> **DONNÉES DISPONIBLES**
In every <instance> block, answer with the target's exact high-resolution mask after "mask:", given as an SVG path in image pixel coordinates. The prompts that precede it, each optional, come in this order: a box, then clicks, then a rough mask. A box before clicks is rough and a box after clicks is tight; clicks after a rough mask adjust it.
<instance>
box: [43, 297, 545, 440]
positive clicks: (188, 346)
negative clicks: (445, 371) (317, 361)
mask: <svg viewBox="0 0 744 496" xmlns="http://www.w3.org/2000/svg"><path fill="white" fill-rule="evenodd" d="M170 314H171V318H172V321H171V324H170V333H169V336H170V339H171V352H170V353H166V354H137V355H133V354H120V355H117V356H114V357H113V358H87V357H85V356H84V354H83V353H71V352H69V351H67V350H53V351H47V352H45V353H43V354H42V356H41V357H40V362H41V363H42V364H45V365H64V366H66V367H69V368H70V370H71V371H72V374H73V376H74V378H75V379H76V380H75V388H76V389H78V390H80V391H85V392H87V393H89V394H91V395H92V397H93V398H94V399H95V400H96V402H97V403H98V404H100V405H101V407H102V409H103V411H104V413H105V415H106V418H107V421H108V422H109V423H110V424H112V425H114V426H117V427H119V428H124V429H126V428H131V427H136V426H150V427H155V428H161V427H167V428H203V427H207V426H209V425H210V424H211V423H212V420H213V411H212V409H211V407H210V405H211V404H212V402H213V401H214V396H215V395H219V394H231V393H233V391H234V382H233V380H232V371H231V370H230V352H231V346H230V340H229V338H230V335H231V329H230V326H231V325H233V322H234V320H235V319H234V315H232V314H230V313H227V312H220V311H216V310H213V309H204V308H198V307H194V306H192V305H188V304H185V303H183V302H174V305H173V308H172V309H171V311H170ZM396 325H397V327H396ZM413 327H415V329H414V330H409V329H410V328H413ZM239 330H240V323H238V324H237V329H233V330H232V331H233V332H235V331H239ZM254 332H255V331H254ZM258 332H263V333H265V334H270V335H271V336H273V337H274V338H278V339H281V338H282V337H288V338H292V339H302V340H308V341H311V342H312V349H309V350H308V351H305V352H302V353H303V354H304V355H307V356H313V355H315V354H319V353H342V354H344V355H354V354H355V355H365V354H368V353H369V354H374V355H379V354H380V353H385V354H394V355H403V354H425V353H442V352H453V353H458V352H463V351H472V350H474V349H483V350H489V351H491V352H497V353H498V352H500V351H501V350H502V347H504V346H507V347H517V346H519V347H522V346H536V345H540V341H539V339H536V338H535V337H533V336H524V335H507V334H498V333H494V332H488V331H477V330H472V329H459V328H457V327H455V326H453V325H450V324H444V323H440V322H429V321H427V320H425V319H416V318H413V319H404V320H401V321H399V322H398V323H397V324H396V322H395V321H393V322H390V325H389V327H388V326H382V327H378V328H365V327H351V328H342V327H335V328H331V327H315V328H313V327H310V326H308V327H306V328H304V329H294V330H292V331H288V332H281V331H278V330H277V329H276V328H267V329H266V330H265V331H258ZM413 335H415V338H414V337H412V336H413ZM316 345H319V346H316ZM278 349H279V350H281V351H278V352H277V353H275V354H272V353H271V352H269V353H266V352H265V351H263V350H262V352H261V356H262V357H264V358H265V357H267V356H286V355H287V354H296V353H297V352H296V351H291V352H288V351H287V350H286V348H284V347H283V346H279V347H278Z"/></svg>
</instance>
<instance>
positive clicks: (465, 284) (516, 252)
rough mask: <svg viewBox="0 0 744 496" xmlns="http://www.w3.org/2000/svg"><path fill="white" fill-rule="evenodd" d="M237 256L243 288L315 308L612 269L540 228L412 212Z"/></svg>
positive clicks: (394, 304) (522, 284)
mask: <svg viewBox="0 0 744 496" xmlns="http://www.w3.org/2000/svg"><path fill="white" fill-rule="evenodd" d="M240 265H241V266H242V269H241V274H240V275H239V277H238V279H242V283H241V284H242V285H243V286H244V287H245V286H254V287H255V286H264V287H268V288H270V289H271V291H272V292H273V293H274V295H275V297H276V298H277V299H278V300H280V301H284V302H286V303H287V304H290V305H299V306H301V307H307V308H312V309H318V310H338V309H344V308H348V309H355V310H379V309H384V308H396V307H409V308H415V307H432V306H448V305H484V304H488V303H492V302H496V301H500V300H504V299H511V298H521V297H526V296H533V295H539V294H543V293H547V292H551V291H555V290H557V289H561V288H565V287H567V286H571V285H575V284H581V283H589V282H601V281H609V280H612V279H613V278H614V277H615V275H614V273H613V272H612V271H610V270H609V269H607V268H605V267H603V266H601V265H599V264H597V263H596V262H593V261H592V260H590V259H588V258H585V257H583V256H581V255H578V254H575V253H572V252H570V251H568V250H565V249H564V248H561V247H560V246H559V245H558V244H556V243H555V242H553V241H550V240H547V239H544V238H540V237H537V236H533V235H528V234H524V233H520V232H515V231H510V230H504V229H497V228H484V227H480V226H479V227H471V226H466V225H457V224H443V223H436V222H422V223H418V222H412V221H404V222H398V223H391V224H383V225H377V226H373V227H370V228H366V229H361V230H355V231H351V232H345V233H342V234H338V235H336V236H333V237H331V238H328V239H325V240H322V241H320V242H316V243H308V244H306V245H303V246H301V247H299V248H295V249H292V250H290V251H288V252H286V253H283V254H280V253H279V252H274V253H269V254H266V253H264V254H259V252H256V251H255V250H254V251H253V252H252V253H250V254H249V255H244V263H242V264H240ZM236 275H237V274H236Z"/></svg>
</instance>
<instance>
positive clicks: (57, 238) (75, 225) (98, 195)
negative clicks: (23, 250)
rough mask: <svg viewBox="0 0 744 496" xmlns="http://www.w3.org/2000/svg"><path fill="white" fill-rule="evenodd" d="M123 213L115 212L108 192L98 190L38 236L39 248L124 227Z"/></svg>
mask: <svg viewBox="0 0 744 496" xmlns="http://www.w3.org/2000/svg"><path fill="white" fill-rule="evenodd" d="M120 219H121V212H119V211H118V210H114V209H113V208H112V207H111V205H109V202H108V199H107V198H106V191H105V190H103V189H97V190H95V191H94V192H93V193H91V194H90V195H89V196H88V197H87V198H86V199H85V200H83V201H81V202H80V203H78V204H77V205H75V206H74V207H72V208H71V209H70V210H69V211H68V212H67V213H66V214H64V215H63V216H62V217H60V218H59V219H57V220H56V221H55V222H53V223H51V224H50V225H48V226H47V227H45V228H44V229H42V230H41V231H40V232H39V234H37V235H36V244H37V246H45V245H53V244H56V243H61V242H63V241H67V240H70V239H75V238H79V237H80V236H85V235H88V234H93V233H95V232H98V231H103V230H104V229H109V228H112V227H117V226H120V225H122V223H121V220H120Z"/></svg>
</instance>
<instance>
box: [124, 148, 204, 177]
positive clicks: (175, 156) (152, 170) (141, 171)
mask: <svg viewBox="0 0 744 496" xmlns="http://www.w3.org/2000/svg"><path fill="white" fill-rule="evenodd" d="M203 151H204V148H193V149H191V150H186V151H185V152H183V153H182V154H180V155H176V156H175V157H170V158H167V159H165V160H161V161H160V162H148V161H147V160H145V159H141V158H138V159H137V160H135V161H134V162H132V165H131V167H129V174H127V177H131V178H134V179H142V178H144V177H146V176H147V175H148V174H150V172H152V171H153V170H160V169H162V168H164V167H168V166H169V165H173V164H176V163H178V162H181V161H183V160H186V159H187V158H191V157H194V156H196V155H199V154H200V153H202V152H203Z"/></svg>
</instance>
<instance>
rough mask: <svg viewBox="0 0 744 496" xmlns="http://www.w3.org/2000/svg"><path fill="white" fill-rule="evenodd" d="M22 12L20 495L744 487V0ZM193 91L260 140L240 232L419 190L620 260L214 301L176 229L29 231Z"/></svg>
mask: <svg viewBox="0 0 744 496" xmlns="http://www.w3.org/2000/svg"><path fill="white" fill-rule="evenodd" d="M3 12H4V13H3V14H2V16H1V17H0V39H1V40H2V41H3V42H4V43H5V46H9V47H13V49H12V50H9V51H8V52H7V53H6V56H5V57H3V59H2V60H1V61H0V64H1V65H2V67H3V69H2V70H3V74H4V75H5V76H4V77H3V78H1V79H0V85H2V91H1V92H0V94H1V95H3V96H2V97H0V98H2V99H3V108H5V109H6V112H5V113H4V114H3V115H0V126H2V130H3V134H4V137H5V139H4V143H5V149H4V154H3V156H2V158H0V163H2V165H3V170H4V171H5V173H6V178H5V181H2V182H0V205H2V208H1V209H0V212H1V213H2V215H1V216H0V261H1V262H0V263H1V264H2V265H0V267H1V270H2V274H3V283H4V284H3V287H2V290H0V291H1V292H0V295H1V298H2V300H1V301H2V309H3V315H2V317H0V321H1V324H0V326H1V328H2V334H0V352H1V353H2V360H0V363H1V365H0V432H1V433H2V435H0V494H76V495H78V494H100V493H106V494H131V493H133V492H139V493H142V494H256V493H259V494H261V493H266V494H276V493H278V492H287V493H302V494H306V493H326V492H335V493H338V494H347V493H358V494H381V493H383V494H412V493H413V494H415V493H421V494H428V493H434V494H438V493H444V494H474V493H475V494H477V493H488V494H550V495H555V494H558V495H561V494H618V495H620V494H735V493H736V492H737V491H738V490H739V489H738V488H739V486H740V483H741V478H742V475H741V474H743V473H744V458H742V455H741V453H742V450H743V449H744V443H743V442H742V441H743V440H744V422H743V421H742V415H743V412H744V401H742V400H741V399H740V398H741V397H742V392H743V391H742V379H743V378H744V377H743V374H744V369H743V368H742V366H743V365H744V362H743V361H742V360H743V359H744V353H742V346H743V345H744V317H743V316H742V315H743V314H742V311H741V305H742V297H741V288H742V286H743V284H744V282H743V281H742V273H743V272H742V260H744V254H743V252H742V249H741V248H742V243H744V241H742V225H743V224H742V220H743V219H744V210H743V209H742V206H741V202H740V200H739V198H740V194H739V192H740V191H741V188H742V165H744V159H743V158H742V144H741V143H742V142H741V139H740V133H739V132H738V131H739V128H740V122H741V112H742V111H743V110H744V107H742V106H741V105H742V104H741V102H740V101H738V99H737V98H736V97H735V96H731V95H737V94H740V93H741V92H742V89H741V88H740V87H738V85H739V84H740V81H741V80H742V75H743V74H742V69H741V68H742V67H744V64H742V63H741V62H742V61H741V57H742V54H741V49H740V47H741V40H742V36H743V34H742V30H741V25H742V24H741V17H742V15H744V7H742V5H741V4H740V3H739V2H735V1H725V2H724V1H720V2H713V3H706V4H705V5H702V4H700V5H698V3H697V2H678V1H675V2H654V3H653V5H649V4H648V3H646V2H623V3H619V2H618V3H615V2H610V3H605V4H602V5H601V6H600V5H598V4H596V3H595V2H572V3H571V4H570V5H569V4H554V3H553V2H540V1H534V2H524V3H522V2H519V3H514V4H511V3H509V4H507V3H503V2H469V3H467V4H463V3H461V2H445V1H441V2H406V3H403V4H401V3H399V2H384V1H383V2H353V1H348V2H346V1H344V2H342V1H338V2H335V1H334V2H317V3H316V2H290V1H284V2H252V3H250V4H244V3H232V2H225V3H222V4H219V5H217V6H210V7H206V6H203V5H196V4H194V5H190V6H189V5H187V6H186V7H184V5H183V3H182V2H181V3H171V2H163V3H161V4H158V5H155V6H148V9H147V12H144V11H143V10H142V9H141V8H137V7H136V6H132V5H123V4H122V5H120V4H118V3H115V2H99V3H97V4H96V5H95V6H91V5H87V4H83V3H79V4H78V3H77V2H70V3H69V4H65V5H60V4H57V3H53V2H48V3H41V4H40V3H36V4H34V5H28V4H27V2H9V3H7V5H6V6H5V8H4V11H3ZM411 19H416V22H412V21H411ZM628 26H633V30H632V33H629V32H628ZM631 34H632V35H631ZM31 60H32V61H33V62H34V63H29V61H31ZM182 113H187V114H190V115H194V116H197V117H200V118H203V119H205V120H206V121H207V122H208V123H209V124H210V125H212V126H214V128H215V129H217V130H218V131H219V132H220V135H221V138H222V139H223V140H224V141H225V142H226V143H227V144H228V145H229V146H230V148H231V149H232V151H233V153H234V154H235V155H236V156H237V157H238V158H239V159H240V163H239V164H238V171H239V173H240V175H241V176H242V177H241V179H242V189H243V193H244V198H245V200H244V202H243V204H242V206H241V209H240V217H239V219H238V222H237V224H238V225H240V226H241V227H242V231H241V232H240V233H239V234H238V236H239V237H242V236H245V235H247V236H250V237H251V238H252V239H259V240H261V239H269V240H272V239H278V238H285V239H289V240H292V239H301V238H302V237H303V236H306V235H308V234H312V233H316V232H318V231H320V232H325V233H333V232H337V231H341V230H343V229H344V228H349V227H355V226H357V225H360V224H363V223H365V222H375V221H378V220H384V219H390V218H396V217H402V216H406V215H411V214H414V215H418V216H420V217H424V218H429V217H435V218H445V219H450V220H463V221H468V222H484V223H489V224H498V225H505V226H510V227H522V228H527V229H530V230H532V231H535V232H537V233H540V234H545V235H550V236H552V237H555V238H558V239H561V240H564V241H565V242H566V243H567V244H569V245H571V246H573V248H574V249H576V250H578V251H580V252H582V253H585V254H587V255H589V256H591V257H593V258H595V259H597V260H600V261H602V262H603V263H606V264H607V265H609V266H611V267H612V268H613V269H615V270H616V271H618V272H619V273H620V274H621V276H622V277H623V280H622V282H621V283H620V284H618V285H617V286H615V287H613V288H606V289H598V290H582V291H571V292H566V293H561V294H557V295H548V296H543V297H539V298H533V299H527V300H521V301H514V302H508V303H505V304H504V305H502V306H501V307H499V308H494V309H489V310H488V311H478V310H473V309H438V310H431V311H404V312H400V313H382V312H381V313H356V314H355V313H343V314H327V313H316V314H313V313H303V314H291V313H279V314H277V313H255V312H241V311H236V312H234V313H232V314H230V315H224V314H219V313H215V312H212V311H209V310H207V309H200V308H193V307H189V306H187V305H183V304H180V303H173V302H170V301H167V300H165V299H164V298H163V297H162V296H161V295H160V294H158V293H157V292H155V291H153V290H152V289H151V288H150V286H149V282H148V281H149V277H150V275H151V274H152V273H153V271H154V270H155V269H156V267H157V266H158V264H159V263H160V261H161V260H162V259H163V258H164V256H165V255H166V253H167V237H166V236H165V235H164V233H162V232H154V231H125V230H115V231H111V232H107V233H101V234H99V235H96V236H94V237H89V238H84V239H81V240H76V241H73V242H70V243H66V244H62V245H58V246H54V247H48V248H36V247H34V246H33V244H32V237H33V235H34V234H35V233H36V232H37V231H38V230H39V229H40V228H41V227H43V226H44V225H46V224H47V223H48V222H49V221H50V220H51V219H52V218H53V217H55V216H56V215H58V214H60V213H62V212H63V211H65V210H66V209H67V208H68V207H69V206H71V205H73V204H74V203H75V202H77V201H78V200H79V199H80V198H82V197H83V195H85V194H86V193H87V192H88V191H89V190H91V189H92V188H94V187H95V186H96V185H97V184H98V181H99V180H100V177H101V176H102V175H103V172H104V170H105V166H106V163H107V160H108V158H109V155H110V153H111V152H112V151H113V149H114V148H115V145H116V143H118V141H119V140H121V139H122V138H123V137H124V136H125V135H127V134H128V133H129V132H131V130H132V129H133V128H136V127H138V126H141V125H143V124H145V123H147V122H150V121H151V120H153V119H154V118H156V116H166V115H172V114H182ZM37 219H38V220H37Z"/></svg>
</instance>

> **TÂCHE DEMANDÉE**
Recopiez à l'identique la partie des enregistrements qui s'ouvre sur leur toute première ligne et se termine par la ligne contenant « negative clicks: (445, 371) (317, 361) », les deux bornes comprises.

> **RÉPONSE RÉDIGÉE**
In every <instance> block, answer with the target's exact high-resolution mask after "mask:", given as an SVG path in image pixel coordinates. The prompts that precede it, each optional, come in this order: a box, then clicks, then a rough mask. A box before clicks is rough and a box after clicks is tight; clicks after a rough mask adjust it.
<instance>
box: [43, 297, 545, 440]
positive clicks: (188, 346)
negative clicks: (445, 371) (317, 361)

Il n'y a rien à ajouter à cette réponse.